(What you are asked to do)
Rewrite the listing below, starting at the line that contains "of the cloud." and ending at the line that contains "(1066, 434)", with both of those lines included and the requests kept. Shift every point coordinate by -86, and leave the picture out.

________

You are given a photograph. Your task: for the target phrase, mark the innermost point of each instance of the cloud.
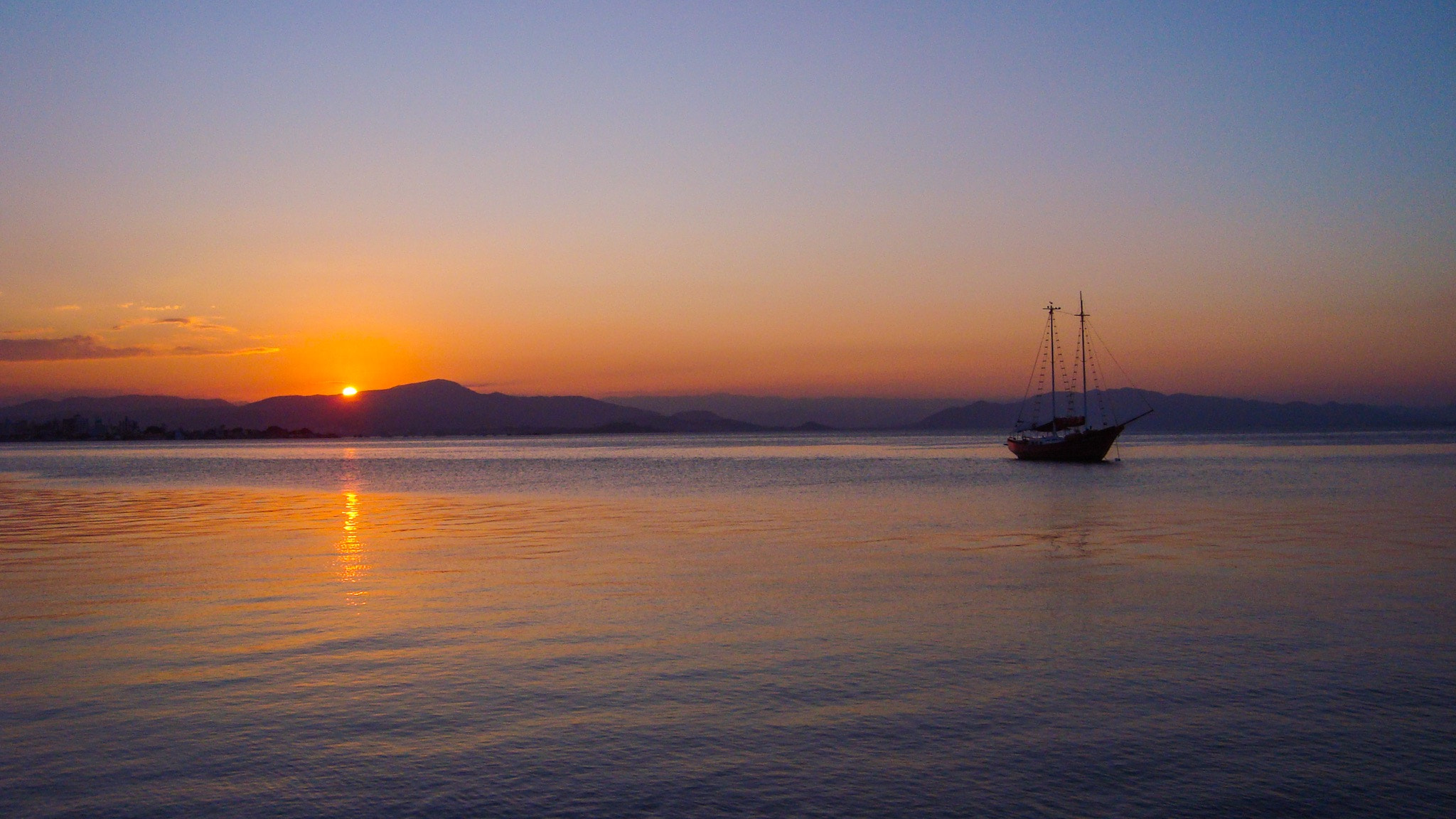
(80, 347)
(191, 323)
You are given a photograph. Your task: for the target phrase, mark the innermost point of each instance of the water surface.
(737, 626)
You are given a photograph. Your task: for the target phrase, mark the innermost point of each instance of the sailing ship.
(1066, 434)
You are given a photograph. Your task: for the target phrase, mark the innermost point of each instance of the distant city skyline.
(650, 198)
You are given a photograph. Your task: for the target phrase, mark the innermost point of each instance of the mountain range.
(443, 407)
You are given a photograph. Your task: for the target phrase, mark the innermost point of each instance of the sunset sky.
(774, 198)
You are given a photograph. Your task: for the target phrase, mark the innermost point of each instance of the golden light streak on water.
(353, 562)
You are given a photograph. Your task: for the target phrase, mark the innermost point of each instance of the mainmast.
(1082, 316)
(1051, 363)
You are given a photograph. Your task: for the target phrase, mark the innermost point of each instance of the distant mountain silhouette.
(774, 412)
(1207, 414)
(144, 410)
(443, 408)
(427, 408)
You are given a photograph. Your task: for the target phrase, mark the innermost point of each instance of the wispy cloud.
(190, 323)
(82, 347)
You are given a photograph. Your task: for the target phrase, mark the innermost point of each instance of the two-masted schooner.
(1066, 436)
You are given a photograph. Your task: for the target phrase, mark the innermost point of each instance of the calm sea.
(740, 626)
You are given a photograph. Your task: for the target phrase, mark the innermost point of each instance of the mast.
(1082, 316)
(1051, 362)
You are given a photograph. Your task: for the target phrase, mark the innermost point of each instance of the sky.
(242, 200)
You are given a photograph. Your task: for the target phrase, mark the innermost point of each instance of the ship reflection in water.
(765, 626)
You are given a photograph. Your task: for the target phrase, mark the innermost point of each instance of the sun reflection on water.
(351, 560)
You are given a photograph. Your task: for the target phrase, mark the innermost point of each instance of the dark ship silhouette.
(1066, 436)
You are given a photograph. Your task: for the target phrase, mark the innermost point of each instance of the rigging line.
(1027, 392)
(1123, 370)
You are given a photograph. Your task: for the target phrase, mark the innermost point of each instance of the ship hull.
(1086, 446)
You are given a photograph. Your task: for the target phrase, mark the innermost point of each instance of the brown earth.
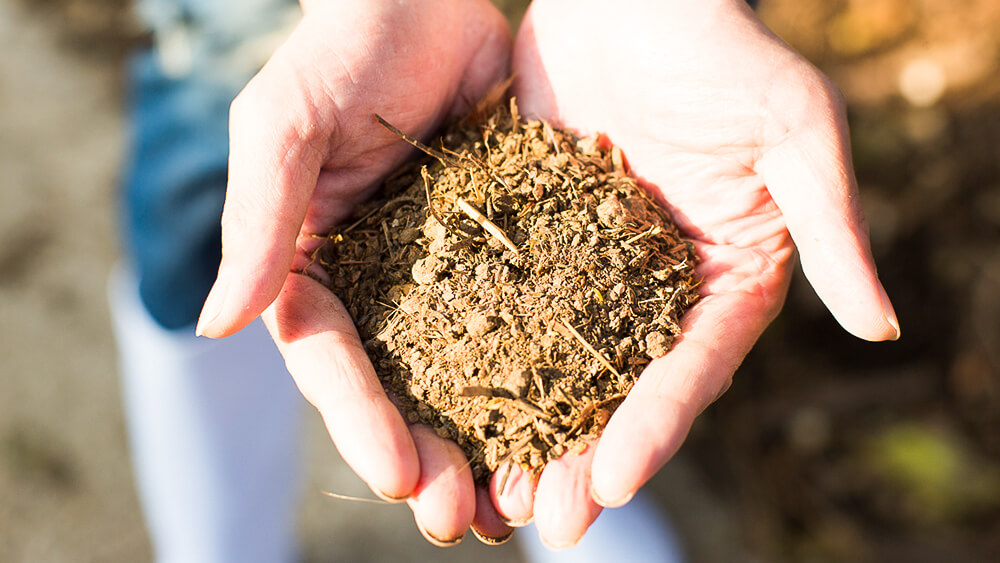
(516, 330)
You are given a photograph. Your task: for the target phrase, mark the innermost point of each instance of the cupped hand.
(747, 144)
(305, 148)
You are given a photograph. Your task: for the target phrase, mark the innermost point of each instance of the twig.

________

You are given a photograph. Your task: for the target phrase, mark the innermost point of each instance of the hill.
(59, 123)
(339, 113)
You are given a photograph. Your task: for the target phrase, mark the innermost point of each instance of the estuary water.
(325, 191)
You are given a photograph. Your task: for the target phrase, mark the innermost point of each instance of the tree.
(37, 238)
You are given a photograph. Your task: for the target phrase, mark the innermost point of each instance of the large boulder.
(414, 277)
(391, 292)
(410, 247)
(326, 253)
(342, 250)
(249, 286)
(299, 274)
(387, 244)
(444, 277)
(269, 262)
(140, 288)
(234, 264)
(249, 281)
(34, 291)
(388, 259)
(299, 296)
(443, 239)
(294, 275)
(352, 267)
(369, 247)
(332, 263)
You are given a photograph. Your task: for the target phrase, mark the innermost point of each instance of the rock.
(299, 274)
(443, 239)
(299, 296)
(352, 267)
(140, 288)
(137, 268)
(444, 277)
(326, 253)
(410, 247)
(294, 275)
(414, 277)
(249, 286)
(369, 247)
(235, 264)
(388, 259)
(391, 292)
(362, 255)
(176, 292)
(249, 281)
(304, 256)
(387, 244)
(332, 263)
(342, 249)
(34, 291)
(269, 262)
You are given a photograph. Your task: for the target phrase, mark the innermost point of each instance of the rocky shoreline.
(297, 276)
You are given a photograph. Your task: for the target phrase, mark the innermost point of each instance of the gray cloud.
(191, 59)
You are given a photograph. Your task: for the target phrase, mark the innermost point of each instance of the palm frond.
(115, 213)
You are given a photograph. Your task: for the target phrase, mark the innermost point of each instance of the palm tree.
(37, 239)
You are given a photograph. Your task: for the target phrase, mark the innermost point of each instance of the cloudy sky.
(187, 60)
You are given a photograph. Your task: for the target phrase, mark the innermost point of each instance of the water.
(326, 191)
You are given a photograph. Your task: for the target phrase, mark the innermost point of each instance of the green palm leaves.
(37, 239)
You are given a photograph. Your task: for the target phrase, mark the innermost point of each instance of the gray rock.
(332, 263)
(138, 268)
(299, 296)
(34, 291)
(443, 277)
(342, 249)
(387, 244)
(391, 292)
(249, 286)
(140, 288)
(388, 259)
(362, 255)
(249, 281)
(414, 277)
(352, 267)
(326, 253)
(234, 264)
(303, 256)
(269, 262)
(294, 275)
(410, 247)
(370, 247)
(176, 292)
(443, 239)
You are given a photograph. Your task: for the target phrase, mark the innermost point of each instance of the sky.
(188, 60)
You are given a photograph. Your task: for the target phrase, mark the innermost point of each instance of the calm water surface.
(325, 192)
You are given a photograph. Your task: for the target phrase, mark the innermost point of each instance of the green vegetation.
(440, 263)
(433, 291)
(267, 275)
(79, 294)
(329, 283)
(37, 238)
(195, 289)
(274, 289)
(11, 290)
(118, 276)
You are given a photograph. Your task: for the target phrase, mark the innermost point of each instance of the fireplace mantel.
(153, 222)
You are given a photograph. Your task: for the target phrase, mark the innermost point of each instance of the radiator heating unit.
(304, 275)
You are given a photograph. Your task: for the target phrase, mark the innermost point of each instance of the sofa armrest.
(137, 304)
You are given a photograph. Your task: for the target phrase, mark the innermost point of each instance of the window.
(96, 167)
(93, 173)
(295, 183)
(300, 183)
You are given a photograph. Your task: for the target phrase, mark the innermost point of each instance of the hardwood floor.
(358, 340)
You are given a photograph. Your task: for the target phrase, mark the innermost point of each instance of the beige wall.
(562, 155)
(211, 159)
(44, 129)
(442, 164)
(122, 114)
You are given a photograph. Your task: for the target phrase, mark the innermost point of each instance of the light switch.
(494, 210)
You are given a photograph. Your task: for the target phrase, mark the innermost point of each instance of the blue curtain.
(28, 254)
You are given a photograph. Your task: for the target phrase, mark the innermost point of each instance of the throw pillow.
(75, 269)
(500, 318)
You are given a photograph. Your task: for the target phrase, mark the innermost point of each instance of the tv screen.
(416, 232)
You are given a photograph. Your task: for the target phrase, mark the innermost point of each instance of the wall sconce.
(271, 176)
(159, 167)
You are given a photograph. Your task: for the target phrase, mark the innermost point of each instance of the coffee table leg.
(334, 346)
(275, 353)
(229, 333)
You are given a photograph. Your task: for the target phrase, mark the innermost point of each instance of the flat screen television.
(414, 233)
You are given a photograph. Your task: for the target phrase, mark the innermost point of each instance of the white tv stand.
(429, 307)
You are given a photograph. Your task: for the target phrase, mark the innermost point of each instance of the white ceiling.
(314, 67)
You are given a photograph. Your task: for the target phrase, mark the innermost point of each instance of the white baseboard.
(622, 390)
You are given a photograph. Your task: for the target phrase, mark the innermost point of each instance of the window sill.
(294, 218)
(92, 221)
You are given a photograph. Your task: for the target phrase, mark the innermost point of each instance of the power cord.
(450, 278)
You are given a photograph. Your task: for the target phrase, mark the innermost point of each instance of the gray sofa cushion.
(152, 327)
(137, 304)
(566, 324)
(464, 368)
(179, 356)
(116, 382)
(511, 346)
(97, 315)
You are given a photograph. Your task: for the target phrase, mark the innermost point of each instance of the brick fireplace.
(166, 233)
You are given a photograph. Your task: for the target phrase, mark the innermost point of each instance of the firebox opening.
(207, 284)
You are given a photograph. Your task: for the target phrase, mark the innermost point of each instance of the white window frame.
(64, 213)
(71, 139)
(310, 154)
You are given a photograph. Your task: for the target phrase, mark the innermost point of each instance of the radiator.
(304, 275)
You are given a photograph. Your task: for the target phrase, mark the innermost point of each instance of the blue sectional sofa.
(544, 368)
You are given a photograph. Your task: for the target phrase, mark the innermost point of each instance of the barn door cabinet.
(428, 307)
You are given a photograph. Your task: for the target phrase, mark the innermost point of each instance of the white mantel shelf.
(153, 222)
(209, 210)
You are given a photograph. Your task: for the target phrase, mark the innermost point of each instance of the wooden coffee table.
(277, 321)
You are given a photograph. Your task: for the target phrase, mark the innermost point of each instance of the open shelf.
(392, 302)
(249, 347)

________

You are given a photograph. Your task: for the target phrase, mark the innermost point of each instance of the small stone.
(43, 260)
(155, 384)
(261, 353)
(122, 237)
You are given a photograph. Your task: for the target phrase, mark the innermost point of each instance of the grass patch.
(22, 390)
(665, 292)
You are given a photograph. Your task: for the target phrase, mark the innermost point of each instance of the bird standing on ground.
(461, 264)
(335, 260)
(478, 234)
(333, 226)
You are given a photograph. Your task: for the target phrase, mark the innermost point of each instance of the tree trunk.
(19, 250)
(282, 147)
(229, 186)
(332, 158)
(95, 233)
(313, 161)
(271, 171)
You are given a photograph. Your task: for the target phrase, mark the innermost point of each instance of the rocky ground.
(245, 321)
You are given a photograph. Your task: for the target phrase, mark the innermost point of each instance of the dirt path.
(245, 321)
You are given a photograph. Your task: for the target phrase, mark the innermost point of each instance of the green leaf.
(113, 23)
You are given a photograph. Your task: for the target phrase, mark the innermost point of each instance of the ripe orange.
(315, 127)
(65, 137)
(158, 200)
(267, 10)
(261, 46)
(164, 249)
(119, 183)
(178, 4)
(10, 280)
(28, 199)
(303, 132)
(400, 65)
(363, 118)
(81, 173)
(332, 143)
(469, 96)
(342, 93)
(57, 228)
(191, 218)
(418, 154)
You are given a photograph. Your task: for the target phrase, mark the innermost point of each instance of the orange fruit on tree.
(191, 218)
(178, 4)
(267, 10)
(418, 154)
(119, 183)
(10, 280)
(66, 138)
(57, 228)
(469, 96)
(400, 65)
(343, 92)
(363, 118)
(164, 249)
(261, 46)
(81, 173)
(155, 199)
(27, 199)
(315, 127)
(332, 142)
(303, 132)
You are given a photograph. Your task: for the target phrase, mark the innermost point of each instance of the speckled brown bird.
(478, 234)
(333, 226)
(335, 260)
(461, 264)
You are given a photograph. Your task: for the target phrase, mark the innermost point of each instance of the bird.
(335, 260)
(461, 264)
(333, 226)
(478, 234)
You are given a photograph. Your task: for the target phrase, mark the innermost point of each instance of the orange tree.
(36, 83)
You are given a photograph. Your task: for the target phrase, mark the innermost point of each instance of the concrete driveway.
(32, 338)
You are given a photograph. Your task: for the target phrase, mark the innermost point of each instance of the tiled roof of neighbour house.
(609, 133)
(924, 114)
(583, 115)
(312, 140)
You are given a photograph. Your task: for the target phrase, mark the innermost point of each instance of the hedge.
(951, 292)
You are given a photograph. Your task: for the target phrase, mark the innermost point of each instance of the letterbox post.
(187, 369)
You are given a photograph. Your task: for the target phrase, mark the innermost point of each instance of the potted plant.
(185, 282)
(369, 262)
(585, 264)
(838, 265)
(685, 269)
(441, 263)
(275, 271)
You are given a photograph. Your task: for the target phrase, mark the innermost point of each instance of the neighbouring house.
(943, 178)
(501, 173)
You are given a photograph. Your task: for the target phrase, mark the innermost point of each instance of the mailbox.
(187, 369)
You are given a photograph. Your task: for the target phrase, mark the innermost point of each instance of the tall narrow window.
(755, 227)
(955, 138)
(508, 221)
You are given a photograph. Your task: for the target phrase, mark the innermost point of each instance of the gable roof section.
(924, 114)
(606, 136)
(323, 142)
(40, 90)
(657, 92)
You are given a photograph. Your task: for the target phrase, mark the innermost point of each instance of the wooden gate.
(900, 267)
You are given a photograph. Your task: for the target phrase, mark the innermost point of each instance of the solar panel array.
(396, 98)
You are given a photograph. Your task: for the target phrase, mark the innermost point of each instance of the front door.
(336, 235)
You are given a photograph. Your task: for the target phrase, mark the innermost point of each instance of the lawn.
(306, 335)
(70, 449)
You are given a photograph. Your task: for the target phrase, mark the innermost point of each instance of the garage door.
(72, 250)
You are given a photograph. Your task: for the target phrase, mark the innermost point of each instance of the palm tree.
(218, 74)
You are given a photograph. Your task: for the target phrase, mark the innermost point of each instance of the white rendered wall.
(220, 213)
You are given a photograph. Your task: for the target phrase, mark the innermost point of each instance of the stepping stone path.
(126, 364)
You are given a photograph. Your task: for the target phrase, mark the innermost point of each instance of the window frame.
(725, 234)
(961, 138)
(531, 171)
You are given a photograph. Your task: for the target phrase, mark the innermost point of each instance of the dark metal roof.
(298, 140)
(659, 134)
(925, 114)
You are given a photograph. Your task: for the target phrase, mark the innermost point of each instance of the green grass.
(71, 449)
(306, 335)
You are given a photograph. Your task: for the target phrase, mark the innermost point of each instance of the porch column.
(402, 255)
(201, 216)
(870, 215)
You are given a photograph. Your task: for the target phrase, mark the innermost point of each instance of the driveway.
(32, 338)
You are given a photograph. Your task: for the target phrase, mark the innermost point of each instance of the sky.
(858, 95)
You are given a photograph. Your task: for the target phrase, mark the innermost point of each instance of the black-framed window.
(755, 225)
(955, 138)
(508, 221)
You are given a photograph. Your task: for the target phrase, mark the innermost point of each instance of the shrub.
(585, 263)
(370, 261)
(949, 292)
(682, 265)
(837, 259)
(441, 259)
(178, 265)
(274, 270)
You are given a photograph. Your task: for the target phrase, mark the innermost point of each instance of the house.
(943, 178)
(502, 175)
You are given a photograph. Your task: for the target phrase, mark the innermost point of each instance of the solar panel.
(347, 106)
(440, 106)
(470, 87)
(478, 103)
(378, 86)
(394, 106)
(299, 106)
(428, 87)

________

(Written response)
You are given a photograph. Your task: for the target phrase, mark the innermost point of each instance of the cloud.
(-6, 261)
(105, 237)
You are given a photograph. Your task: for the target phrase, mark the innermost point of each instance of the water surface.
(651, 540)
You are given a photograph. Your task: for the target phrase, mark the innermost point of each instance of the sailing ship.
(980, 348)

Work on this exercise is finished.